Output the material below as a Markdown table with the columns Row and Line, one numbered row per line, skipping blank lines. Leave the pictures out of the answer.

[Coordinate annotation records]

+-------+

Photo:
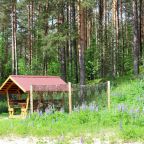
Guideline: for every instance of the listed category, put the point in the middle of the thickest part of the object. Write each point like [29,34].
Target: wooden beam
[4,83]
[18,85]
[70,97]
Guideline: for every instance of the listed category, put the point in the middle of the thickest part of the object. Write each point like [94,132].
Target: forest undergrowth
[125,119]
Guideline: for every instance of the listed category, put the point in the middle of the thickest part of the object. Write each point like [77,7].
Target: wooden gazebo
[21,84]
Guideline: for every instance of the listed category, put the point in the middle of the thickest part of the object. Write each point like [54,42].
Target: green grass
[124,121]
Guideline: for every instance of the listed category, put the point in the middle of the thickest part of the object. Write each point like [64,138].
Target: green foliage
[3,107]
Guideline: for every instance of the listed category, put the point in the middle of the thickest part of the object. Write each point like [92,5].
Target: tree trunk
[135,38]
[14,51]
[81,44]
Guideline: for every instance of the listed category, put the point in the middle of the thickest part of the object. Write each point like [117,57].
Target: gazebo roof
[22,83]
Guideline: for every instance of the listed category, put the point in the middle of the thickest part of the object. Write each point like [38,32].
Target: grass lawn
[124,121]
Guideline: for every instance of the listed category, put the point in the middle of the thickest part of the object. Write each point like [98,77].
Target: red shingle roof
[24,82]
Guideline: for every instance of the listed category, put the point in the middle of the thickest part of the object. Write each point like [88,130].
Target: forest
[79,40]
[98,46]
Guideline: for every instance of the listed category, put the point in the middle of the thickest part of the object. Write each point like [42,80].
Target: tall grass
[125,120]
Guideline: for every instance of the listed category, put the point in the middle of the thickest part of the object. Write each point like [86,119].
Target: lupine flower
[76,109]
[83,106]
[40,113]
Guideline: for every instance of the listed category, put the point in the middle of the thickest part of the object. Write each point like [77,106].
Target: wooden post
[31,99]
[108,94]
[70,97]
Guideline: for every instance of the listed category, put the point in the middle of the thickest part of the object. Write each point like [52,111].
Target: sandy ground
[45,140]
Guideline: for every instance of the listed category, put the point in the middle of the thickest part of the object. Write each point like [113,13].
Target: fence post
[70,97]
[108,94]
[31,99]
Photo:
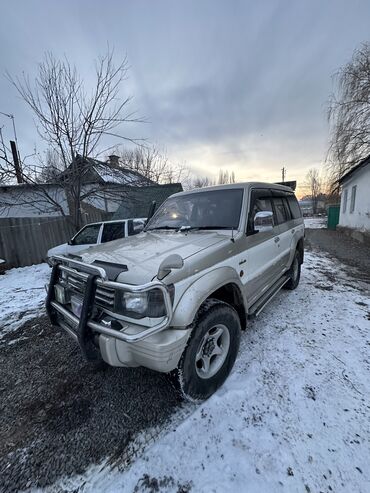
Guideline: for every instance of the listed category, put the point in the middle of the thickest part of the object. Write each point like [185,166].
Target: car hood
[143,253]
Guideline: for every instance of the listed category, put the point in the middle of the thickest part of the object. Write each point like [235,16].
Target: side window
[282,213]
[260,201]
[113,231]
[88,235]
[294,207]
[353,199]
[135,226]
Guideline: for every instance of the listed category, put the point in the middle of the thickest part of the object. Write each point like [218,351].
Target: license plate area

+-------+

> _ANSWER TO THIS EXERCISE_:
| Row | Line |
|---|---|
| 1 | Photo: |
| 2 | Guideline: for every instance of the listed category, put the point in the middle of the thickest part of the object. Write each point like [29,34]. |
| 3 | Target: wooden beam |
| 4 | [4,83] |
| 5 | [18,85] |
| 6 | [70,97] |
| 7 | Guideline: for every instance of the listed category, put the point in the middle of the thickest part of the object. Write each point like [94,132]. |
| 8 | Target: forest undergrowth |
| 9 | [125,119] |
| 10 | Guideline: for every instance of the listed category, put the point in the middle of the thickest part of the object. Write each point like [77,7]. |
| 11 | Target: wooden gazebo |
| 12 | [21,84] |
| 13 | Guideline: for every instance of the listed category, put the point in the middle of the thickest part of the object. Write each point like [54,42]. |
| 14 | Target: green grass |
| 15 | [124,121] |
| 16 | Guideline: for every instance of the listed category, put the point in the middle of the thickest part of the object. Write each point like [64,138]. |
| 17 | Target: green foliage |
| 18 | [3,107] |
| 19 | Guideline: for every instance of the listed category, put the point in the middle of the thickest part of the object. Write each point like [92,5]. |
| 20 | Target: tree trunk |
| 21 | [135,38] |
| 22 | [14,51] |
| 23 | [81,44] |
| 24 | Guideline: for every instance of the listed category, put the point in the middle of the thickest part of the object. Write each point like [117,57]. |
| 25 | Target: gazebo roof |
| 26 | [22,83] |
| 27 | Guideline: for every instance of the listed category, put the point in the middle of the thickest part of the object. Write each point like [38,32]. |
| 28 | Target: grass lawn |
| 29 | [124,121] |
| 30 | Guideline: for every instance of the listed category, put the point in the middle of the thickest part of the object. Write each point like [98,77]. |
| 31 | Target: red shingle roof |
| 32 | [24,82] |
| 33 | Guideline: for every instance of the listed category, put the point in the middle of the thickest part of the object. Write each point like [88,130]. |
| 34 | Target: forest |
| 35 | [79,40] |
| 36 | [98,46] |
| 37 | Guideline: for every instance of the listed category, put the point in the middle of the thickest part of the object. Write each point like [42,80]. |
| 38 | Target: tall grass |
| 39 | [125,120] |
| 40 | Guideline: for every instance of the listed category, put the point in the middle of the thickest part of the object. Write each point like [86,119]. |
| 41 | Target: lupine flower |
| 42 | [76,109] |
| 43 | [83,106] |
| 44 | [40,113] |
| 45 | Guideline: for every instance of the listed category, put the point in the middle of the thickest part of the object. Write each point like [77,106]. |
| 46 | Target: wooden post |
| 47 | [31,99] |
| 48 | [108,94] |
| 49 | [70,97] |
| 50 | Guideline: for every instance of the listed category, put the point in the middle of the thickest part of the object. Write each point like [52,111]. |
| 51 | Target: sandy ground |
| 52 | [45,140] |
| 53 | Guideline: for every instance of the listed category, put the point in the middle of the thickest part of the object. Write each point like [113,13]. |
| 54 | Target: fence post |
| 55 | [70,97] |
| 56 | [108,94] |
| 57 | [31,99] |
| 58 | Photo: |
| 59 | Guideline: for every instance of the listed category, put the point in the middle of the thickest part of the object. Write each point like [185,166]. |
| 60 | Target: car hood |
| 61 | [143,253] |
| 62 | Guideline: for every instance of the listed category, put the point in the middle of the thickest part of the object. Write each point like [235,16]. |
| 63 | Target: side window |
| 64 | [282,213] |
| 65 | [260,201] |
| 66 | [113,231] |
| 67 | [88,235] |
| 68 | [294,207] |
| 69 | [353,199] |
| 70 | [135,226] |
| 71 | Guideline: for every instance of the listed category, put the point in the middle of the thickest part of the object. Write each point like [218,351]. |
| 72 | Target: license plate area |